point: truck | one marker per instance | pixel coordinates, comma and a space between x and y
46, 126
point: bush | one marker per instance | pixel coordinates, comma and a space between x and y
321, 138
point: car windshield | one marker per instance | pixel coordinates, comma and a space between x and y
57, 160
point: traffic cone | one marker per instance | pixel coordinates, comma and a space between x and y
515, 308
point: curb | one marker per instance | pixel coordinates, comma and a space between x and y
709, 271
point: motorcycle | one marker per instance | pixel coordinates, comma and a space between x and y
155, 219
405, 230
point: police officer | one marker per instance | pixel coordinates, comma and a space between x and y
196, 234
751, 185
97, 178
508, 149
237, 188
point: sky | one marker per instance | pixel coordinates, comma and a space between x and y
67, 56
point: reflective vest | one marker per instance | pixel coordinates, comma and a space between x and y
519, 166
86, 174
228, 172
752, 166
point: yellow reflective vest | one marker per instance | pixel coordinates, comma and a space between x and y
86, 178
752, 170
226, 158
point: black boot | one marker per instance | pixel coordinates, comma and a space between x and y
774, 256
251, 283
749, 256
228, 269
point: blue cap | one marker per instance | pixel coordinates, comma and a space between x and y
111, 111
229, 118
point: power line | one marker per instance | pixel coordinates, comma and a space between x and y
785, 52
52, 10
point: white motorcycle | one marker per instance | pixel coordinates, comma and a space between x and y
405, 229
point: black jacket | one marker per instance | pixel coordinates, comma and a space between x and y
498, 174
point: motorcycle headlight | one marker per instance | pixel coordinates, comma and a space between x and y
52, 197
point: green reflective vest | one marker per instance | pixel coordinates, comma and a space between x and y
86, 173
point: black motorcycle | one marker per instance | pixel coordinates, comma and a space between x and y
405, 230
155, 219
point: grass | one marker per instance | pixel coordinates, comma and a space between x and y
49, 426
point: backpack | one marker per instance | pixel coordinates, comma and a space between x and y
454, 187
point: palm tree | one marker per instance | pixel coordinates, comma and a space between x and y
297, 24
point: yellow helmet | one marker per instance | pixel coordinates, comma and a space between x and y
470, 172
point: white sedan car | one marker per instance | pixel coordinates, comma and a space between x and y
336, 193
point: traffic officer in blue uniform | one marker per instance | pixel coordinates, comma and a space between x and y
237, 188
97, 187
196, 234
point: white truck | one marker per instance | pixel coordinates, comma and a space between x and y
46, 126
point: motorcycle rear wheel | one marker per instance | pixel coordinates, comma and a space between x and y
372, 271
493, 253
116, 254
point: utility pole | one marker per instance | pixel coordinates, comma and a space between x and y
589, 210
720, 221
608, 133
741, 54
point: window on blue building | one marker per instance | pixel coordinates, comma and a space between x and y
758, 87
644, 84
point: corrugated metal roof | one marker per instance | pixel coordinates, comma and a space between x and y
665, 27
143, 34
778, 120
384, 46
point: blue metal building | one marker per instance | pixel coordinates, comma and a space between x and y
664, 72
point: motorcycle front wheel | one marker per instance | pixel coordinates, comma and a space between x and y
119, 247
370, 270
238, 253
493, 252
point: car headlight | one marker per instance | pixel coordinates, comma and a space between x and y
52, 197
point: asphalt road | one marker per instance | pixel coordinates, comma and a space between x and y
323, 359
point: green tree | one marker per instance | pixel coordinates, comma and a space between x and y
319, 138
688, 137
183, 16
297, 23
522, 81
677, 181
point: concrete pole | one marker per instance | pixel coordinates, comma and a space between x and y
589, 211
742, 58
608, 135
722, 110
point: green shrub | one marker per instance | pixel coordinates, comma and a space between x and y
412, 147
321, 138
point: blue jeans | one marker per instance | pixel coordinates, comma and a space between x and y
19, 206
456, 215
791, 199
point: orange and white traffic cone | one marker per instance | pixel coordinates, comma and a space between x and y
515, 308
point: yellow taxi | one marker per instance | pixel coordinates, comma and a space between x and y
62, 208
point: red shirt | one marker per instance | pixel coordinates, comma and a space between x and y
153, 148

--*--

[Aim of the exercise]
Retype all of the records above word for word, changing nothing.

[Correct result]
point: truck | one marker per instance | pixel coordinates, comma and a space between x and y
46, 126
point: bush | one marker per instance | pixel coordinates, comma and a space between x and y
321, 138
point: car windshield | one marker per instance | pixel coordinates, comma and a space between x and y
57, 160
point: traffic cone | one marker per instance | pixel coordinates, comma and a space between x and y
515, 308
point: curb | one marker per instance | pixel coordinates, comma and a space between x and y
709, 271
point: motorcycle | one marker per instance | pixel coordinates, comma and a space between x and y
155, 219
405, 230
point: police officer | one marker per instance | pixel coordinates, comma and a space between x and y
196, 234
751, 185
97, 178
508, 149
237, 188
point: sky | one marker per instance | pixel coordinates, comma and a space between x and y
67, 56
point: reflective vest | one marker per instance | pixel coordinates, comma and a space between x and y
519, 166
86, 174
228, 172
752, 166
point: yellow reflective vest | one marker per instance | pixel coordinates, comma and a space between x and y
86, 178
752, 170
226, 158
point: black boot | one marker per instance | pixel coordinates, comma and a space between x and y
774, 256
251, 283
749, 256
228, 269
point: blue cap | one marker per instance | pixel coordinates, comma and a space between x and y
111, 111
229, 118
point: power line | one marker per instance | pixel coordinates, comma and a space between x and y
785, 52
52, 10
point: white motorcycle | one marker per instance | pixel coordinates, comma and a space between x and y
405, 229
point: black jacket | one marker per instance | pixel coordinates, comma and a space between x and y
498, 174
point: motorcycle headlight | one marker per instance | pixel coordinates, comma and a space between x and y
52, 197
point: green reflective vest | one marker per instance | pixel coordinates, comma and a space between x and y
86, 173
point: black motorcycle | one marker per instance | pixel coordinates, comma and a space between x and y
405, 230
155, 219
point: grass | one marker per instance | pixel coordinates, comma and a space between x and y
49, 426
point: backpack | one marker per instance | pixel coordinates, comma and a space between x and y
454, 187
point: palm tree | one marker per instance | pixel coordinates, comma and a space between x and y
297, 24
point: yellow helmet | one marker per instance | pixel coordinates, comma and a space between x and y
470, 172
point: white sedan car | one marker per instance | pixel coordinates, comma and a space between x and y
336, 193
point: traffic officer in blue uniform | one marker per instance | pixel coordinates, comma and a space between x and y
237, 188
97, 187
196, 234
point: white truck | one marker per instance | pixel coordinates, comma and a space between x and y
46, 126
point: motorcycle rear wheel | one marker per instance | pixel coordinates, comma and a space between x and y
372, 271
493, 253
116, 254
point: utility pole | one marker per instance | pixel coordinates, comma and a space between x and y
589, 210
720, 221
608, 133
741, 54
point: window on blue building | one marker per instance | pixel coordinates, comma and a space between x and y
758, 87
644, 84
point: corrugated metal roof | one marker per instance | pixel coordinates, comma and a space between x and y
665, 27
143, 34
778, 120
384, 46
point: blue metal building | one marker per instance | pixel coordinates, comma and a space between x and y
664, 72
point: motorcycle front wheel | one marker per instance | pixel coordinates, comma and a space between x and y
119, 247
370, 270
238, 253
493, 252
point: car headlight | one marker per instance | pixel coordinates, comma and a space between x and y
52, 197
point: asphalt road | one marker per instance | pixel coordinates, comma and a space between x and y
323, 359
point: green tree | one marker per instance | pixel coordinates, comma and a space between x and y
319, 138
688, 137
183, 16
297, 23
522, 81
677, 181
point: concrete pole | one marker per instance | pixel coordinates, comma and a space between x and y
589, 211
742, 58
608, 135
722, 110
point: green shrub | one marker per instance | pixel coordinates, comma and a space between x and y
412, 147
321, 138
point: blue jeans | one marker per instance | pixel coordinates, comma and a space between x and y
19, 206
456, 215
791, 199
point: orange and white traffic cone | one marker per instance | pixel coordinates, comma and a space between x and y
515, 308
point: yellow taxi | one marker per instance | pixel coordinates, comma and a space between x and y
62, 208
point: red shirt | one marker per instance | pixel coordinates, comma and a space between x and y
153, 148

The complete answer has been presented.